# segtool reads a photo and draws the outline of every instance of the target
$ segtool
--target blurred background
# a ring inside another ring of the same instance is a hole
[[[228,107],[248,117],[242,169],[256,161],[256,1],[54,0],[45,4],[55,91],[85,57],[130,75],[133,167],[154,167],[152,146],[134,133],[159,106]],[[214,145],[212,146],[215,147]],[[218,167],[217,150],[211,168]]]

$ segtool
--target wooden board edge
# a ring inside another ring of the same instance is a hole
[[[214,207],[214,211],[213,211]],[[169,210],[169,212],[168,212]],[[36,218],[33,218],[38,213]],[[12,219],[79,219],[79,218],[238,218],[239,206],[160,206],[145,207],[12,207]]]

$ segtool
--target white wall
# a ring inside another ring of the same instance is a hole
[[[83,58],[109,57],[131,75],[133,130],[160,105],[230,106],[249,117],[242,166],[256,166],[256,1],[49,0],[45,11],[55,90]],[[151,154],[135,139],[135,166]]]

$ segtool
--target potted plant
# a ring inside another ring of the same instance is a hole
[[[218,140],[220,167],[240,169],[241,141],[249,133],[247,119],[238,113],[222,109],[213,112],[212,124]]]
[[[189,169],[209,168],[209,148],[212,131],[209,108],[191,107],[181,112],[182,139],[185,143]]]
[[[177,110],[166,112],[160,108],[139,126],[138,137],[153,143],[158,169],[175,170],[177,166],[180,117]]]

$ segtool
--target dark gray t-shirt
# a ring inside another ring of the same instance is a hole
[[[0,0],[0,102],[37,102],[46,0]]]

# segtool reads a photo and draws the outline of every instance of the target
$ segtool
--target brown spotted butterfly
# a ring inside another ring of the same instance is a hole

== == ==

WORK TO COMPLETE: Copy all of the rows above line for line, without changing any character.

RESULT FOR THIS EXERCISE:
# segtool reads a photo and draws the outline of every instance of the target
$ segtool
--target blurred background
# a ring inside another ring of the same instance is a hole
[[[228,107],[248,117],[242,169],[256,161],[256,1],[54,0],[45,4],[55,91],[85,57],[130,75],[133,167],[154,167],[152,146],[134,133],[159,106]],[[214,145],[212,146],[215,147]],[[218,167],[217,150],[211,168]]]

$ segtool
--target wooden board edge
# a ring inside another ring of the same instance is a hole
[[[214,207],[214,211],[213,211]],[[169,210],[169,212],[168,212]],[[36,218],[33,218],[38,213]],[[12,219],[79,219],[79,218],[238,218],[239,206],[160,206],[145,207],[12,207]]]

$ segtool
--target white wall
# a ring inside another ring of the same instance is a hole
[[[83,58],[109,57],[131,75],[133,130],[160,105],[230,106],[249,117],[242,166],[256,166],[256,1],[49,0],[45,11],[55,90]],[[151,154],[135,139],[135,166]]]

$ segtool
--target potted plant
# a ring inside another ring of the same instance is a hole
[[[218,140],[220,167],[240,169],[241,141],[249,133],[247,119],[238,113],[222,109],[213,112],[212,124]]]
[[[189,169],[209,168],[209,148],[212,131],[209,108],[191,107],[181,112],[182,139],[185,143]]]
[[[177,110],[166,112],[160,108],[139,126],[138,137],[153,143],[158,169],[175,170],[177,166],[180,117]]]

$ segtool
--target dark gray t-shirt
# a ring inside another ring of the same instance is a hole
[[[0,0],[0,102],[37,102],[46,0]]]

# segtool reads a photo and draws the outline of every instance of the target
$ segtool
--target brown spotted butterfly
# a ring inside another ring of the same instance is a hole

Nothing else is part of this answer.